= SOURCE DOCUMENT =
------------------------------------

Botanical garden in Appleton, Wisconsin, United States

Scheig Center Gardens (35 acres), formerly the Gardens of the Fox Cities, are botanical gardens and an arboretum located in Appleton Memorial Park and are managed by the city of Appleton, Wisconsin. The gardens are free and open daily to the public year round from 5 a.m. to 11 p.m. The gardens are home to the Scheig Center, a 190-person capacity venue available for reservation.

Garden displays and natural areas combine to showcase the seasonal beauty of plants and gardens in Wisconsin. The original purpose of the gardens was to help visitors learn and appreciate Wisconsin native plants and their environmental importance through education, protection, preservation, and propagation.

The gardens include paved paths, trails, ponds, perennial gardens, including three rose gardens, native wildflower gardens, a prairie, and a reforested area.

== History ==
In 1992, local naturalists formed the Friends of the Park, originally planning to construct an arboretum, similar to the Madison Arboretum. This idea shifted, and became the Henry and Mary Scheig Learning Center, named for the previous president of Aid Association for Lutherans (now Thrivent). The Gardens of the Fox Cities operated as a nonprofit organization and leased the 35 acre land and building for the gardens since 1994. In May 2006, the Gardens announced a long-term expansion project. The plan would include the addition of, among other things, a rose garden, perennial garden, bird meadow, serenity garden, and outdoor amphitheater. On January 24, 2014, the gardens closed due to financial and staffing issues, and in February, the Gardens of the Fox Cities lease was terminated. In May the gardens reopened, and in August, the gardens were officially renamed the Scheig Center Gardens.

------------------------------------

= RECORDS =
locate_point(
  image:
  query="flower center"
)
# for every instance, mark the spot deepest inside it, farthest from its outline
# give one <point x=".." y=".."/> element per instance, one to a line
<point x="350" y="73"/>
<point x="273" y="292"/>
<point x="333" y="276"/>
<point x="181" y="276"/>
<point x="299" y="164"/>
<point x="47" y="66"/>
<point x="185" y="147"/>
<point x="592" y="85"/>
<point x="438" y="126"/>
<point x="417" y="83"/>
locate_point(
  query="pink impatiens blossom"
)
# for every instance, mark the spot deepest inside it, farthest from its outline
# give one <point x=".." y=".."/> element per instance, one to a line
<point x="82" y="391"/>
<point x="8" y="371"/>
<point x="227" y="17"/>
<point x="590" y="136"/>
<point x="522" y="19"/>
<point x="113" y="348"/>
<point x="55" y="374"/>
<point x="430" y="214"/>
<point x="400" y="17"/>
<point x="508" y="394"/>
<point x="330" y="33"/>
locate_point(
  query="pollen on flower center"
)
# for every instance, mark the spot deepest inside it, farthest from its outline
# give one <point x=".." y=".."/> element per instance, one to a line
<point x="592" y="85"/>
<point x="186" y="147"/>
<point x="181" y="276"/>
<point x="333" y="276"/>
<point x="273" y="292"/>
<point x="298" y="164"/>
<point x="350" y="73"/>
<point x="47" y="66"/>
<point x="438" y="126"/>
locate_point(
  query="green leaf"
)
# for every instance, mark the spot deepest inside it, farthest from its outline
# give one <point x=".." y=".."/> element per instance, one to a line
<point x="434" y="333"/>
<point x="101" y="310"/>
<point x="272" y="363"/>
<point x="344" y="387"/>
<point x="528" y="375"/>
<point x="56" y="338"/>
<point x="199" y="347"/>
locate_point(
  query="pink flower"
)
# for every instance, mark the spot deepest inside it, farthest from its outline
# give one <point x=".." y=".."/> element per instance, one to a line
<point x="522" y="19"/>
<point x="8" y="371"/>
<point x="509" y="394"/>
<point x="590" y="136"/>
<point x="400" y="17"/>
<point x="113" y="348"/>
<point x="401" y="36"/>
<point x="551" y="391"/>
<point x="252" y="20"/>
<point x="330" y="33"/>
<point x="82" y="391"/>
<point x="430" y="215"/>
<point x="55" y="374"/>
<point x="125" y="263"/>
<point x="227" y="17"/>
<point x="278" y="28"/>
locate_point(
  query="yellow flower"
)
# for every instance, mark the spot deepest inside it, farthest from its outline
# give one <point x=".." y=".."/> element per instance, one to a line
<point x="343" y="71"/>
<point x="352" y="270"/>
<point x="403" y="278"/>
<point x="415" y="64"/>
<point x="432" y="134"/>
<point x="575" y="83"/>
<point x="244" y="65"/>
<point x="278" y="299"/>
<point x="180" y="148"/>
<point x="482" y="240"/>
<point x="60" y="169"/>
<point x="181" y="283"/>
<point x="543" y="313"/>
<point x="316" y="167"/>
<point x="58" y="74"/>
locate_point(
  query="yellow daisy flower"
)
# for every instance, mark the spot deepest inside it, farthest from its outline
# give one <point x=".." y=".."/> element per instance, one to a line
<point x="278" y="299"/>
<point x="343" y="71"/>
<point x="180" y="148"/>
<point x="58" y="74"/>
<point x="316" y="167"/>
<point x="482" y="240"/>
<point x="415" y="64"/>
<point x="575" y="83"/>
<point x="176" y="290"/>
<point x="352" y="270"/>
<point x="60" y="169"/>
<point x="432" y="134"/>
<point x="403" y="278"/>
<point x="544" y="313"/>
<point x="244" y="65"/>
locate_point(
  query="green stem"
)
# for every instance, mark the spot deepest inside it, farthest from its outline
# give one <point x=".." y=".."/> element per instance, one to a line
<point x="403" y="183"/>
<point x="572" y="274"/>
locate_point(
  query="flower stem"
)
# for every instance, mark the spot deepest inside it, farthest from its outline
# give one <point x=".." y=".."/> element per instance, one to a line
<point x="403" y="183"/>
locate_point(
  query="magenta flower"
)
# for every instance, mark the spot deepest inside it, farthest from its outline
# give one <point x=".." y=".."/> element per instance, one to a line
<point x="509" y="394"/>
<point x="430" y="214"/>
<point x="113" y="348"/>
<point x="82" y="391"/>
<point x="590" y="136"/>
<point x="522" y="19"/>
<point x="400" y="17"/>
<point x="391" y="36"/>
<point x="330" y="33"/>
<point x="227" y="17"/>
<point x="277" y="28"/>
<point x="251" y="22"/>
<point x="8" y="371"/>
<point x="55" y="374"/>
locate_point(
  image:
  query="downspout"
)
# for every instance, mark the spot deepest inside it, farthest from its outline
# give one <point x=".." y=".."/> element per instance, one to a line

------------------------------------

= TASK ITEM A =
Which features does the botanical garden text say the gardens include?
= TASK ITEM B =
How would you render this sentence from the botanical garden text in Spanish: "The gardens are free and open daily to the public year round from 5 a.m. to 11 p.m."
= TASK ITEM C =
Retype the stretch of the botanical garden text from "Botanical garden in" through "a reforested area.".

= RESULT A =
- Paved paths
- Trails
- Ponds
- Perennial gardens, including three rose gardens
- Native wildflower gardens
- A prairie
- A reforested area

= RESULT B =
Los jardines son gratuitos y están abiertos al público todos los días durante todo el año, de 5 a. m. a 11 p. m.

= RESULT C =
Botanical garden in Appleton, Wisconsin, United States

Scheig Center Gardens (35 acres), formerly the Gardens of the Fox Cities, are botanical gardens and an arboretum located in Appleton Memorial Park and are managed by the city of Appleton, Wisconsin. The gardens are free and open daily to the public year round from 5 a.m. to 11 p.m. The gardens are home to the Scheig Center, a 190-person capacity venue available for reservation.

Garden displays and natural areas combine to showcase the seasonal beauty of plants and gardens in Wisconsin. The original purpose of the gardens was to help visitors learn and appreciate Wisconsin native plants and their environmental importance through education, protection, preservation, and propagation.

The gardens include paved paths, trails, ponds, perennial gardens, including three rose gardens, native wildflower gardens, a prairie, and a reforested area.